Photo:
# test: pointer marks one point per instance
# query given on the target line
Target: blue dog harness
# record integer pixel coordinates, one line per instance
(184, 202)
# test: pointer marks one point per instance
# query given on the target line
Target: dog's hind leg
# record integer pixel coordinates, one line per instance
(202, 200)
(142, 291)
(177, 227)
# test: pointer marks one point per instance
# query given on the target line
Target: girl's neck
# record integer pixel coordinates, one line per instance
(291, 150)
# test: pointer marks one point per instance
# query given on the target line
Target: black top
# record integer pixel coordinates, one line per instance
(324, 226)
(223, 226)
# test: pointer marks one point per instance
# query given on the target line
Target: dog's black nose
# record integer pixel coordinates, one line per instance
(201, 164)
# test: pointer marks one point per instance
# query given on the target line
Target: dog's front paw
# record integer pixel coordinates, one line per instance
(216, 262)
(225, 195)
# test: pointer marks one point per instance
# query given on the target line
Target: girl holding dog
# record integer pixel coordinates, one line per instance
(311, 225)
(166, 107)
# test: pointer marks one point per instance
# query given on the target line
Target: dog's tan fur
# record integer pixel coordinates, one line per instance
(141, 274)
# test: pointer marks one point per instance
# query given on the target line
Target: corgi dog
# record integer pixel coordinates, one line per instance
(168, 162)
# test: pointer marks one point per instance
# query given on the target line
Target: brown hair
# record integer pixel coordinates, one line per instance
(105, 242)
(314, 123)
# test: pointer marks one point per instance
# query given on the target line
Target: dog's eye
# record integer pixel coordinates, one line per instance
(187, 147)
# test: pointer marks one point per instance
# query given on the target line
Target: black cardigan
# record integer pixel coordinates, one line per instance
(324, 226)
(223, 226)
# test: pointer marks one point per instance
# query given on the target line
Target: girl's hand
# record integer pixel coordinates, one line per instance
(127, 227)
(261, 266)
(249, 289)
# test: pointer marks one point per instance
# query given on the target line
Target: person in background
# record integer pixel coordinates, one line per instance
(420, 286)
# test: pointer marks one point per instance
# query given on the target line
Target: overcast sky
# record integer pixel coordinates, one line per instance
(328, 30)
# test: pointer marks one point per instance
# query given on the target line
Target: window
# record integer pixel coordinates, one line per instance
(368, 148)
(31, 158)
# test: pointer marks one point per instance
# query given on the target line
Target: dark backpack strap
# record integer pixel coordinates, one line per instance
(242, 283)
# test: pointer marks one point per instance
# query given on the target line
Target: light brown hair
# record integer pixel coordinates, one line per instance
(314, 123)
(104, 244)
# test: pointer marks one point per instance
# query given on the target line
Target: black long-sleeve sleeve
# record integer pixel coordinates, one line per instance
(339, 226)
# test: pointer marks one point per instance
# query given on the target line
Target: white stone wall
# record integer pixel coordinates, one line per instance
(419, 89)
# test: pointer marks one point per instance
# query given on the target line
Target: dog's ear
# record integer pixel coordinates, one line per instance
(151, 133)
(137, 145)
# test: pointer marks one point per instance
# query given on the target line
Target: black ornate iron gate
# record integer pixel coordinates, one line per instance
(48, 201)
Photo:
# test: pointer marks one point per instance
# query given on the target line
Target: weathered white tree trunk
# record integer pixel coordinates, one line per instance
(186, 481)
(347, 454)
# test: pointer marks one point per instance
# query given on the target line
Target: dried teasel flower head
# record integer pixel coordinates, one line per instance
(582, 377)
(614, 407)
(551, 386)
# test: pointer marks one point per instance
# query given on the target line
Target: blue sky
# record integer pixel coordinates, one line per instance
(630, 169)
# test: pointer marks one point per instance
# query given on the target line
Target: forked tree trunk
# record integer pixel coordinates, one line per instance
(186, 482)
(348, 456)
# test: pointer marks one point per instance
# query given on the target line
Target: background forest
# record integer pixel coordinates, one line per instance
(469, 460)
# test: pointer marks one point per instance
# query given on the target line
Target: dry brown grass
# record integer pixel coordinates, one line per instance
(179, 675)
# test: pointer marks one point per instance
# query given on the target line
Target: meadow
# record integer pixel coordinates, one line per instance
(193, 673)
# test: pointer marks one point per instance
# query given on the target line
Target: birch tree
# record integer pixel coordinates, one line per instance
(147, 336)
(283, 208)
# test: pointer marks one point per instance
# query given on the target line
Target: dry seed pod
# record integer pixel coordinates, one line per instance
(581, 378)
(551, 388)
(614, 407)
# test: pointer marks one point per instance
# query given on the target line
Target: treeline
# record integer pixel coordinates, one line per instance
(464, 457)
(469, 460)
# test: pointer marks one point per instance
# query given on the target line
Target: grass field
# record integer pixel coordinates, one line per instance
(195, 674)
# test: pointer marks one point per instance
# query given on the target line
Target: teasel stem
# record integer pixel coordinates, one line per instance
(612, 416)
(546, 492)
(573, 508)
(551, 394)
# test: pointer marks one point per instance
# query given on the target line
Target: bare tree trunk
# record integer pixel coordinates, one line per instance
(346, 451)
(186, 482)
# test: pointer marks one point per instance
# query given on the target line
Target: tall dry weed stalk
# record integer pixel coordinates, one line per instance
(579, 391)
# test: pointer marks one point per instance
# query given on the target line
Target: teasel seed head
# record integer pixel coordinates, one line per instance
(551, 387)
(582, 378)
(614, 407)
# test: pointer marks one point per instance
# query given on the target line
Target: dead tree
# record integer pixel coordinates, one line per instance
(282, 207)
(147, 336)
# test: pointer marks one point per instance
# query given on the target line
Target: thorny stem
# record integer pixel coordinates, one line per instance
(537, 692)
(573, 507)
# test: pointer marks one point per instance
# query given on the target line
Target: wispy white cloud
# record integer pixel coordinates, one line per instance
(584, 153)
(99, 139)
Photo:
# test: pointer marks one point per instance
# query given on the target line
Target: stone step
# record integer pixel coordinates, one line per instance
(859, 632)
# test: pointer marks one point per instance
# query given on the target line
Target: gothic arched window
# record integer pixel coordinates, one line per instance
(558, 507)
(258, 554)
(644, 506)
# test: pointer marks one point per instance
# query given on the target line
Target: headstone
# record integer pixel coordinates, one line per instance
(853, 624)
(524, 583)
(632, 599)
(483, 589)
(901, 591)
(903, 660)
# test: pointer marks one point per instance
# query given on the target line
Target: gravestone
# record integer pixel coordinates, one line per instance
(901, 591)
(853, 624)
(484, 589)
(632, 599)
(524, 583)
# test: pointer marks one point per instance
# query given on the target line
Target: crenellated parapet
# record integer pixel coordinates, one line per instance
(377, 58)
======
Exercise:
Output the full listing without altering anything.

Solution to this task:
Photo:
# test: pointer marks one point per instance
# query given on the target line
Target: blue dog harness
# record integer pixel coordinates, one line per instance
(184, 202)
# test: pointer marks one point per instance
# query given on the target line
Target: dog's hind leg
# record integer pixel coordinates, one line per instance
(202, 200)
(142, 291)
(177, 227)
# test: pointer marks one point per instance
# query given on the target line
Target: girl's neck
# record integer pixel coordinates, one line per instance
(291, 150)
# test: pointer marks one point per instance
# query given on the target line
Target: black top
# record integer pixel coordinates, one line per instance
(324, 226)
(223, 226)
# test: pointer marks one point per instance
# query given on the target line
Target: dog's black nose
# record integer pixel coordinates, one line per instance
(201, 164)
# test: pointer marks one point per instance
# query given on the target line
Target: dog's front paw
# record integer pixel coordinates, one line per instance
(216, 262)
(225, 195)
# test: pointer marks one point per instance
# query given on the target line
Target: girl holding dog
# record integer pixel coordinates, one line per instance
(311, 225)
(166, 107)
# test: pointer marks one point per instance
# query given on the target line
Target: dog's tan fur
# record integer pixel coordinates, one line per instance
(141, 274)
# test: pointer marks one point per instance
# query given on the target line
Target: corgi dog
# record integer pixel coordinates, one line per instance
(168, 162)
# test: pointer marks one point per instance
# query given on the target line
Target: brown hair
# record integer pixel coordinates, one line per instance
(105, 242)
(314, 123)
# test: pointer marks one point per instance
# query given on the target line
Target: dog's eye
# record integer pixel coordinates, one line per instance
(187, 147)
# test: pointer marks one point per instance
# query given on the target line
Target: black cardigan
# record integer pixel coordinates, one line per instance
(324, 226)
(223, 226)
# test: pointer marks one point per instance
# query given on the target line
Target: girl's hand
# record integer pixel coordinates, one line per instance
(127, 227)
(261, 266)
(249, 289)
# test: pointer marks one point per instance
# query given on the target line
Target: person in background
# record integer pixel coordinates, one line per instance
(420, 286)
# test: pointer marks one point per instance
# query given on the target line
Target: overcast sky
# record integer pixel coordinates, one line per instance
(328, 30)
# test: pointer marks one point per instance
# query given on the target line
Target: window
# record integer pixel coordinates, one line per instance
(368, 148)
(31, 158)
# test: pointer marks one point per instance
# query given on the target line
Target: dark backpack strap
# record integer pixel coordinates, one line per instance
(242, 283)
# test: pointer marks one point per instance
# query given on the target line
Target: light brown hair
# record integer pixel coordinates, one line per instance
(314, 123)
(104, 244)
# test: pointer marks one point per instance
# query given on the target line
Target: black long-sleeve sleeve
# record integer pixel coordinates, one line per instance
(339, 226)
# test: pointer marks one point per instance
# query given on the target line
Target: white stone wall
# record integer pixel coordinates, one line per instance
(419, 89)
# test: pointer marks one point per instance
# query given on the target line
Target: dog's ear
# record integer pixel coordinates, one line per instance
(151, 133)
(137, 145)
# test: pointer marks one point per instance
# query given on the target line
Target: black ornate iron gate
# record integer pixel coordinates, one line per instance
(48, 201)
Photo:
# test: pointer marks one point per instance
# query given on the target line
Target: weathered white tree trunk
# record integer pixel coordinates, one line per instance
(186, 481)
(347, 454)
# test: pointer marks one point per instance
# query given on the target line
Target: dried teasel flower head
# record integer pixel coordinates, one line per instance
(582, 377)
(614, 407)
(551, 386)
# test: pointer marks one point per instance
# query given on the target line
Target: blue sky
# record integer pixel coordinates, one line per instance
(630, 169)
# test: pointer marks one point per instance
# query given on the target line
Target: forked tree trunk
# record integer pixel coordinates, one line per instance
(186, 482)
(348, 456)
# test: pointer marks one point per instance
# query given on the target line
Target: background forest
# record integer pixel coordinates, one line per instance
(469, 460)
# test: pointer marks one point per instance
# query given on the target line
Target: dry brown grass
# record integer pixel coordinates, one line per instance
(179, 675)
# test: pointer marks one point per instance
# query given on the target line
Target: meadow
# record integer pixel coordinates, one line per instance
(193, 673)
# test: pointer marks one point per instance
# query given on the target line
Target: birch tree
# record integer pixel coordinates, one line per instance
(147, 336)
(283, 208)
# test: pointer marks one point per instance
# query given on the target line
Target: dry seed pod
# record integer pixel coordinates, one line per instance
(581, 378)
(551, 388)
(614, 407)
# test: pointer marks one point per instance
# query given on the target line
Target: treeline
# record integer pixel coordinates, one line per instance
(464, 457)
(469, 460)
# test: pointer marks one point per instance
# query given on the target line
Target: grass field
# record integer pixel coordinates, one line per instance
(195, 674)
# test: pointer marks one point per instance
# query given on the target line
Target: teasel stem
# record integer pixel coordinates, one line per instance
(612, 416)
(546, 492)
(573, 508)
(551, 394)
# test: pointer marks one point per instance
# query given on the target line
Target: bare tree trunk
# record integer pixel coordinates, one line per instance
(346, 451)
(186, 482)
# test: pointer marks one point per instance
# query given on the target line
Target: tall dry weed stalk
# record integer pixel coordinates, one line per instance
(579, 391)
# test: pointer marks one point per instance
# query given on the target line
Target: teasel seed head
# record integer pixel coordinates, one line per instance
(551, 387)
(582, 378)
(614, 407)
# test: pointer marks one point per instance
# query given on the target line
Target: dead tree
# record integer pixel coordinates, one line per instance
(282, 207)
(147, 336)
# test: pointer marks one point per instance
# query given on the target line
Target: thorny stem
# record integer pixel coordinates, one line per instance
(537, 692)
(573, 507)
# test: pointer marks one point per instance
# query given on the target line
Target: wispy white cloud
# record integer pixel coordinates, one line per instance
(584, 153)
(99, 139)
Photo:
# test: pointer marks one point per instance
# query given on the target line
Target: stone step
# record integer pixel coordinates, one line per instance
(859, 632)
# test: pointer marks one point per instance
# query given on the target line
Target: gothic arched window
# record integer pixel coordinates, one line per instance
(558, 507)
(258, 554)
(644, 506)
# test: pointer marks one point per instance
# query given on the target line
Target: headstone
# record integer pixel coordinates, one line per instance
(853, 624)
(524, 583)
(632, 599)
(483, 589)
(901, 591)
(903, 660)
# test: pointer marks one point per instance
# query given on the target line
Target: gravestone
# record integer pixel coordinates, one line per instance
(901, 591)
(853, 624)
(484, 589)
(632, 599)
(524, 583)
# test: pointer marks one point per instance
# query given on the target line
Target: crenellated parapet
# record integer pixel coordinates, one line per instance
(377, 58)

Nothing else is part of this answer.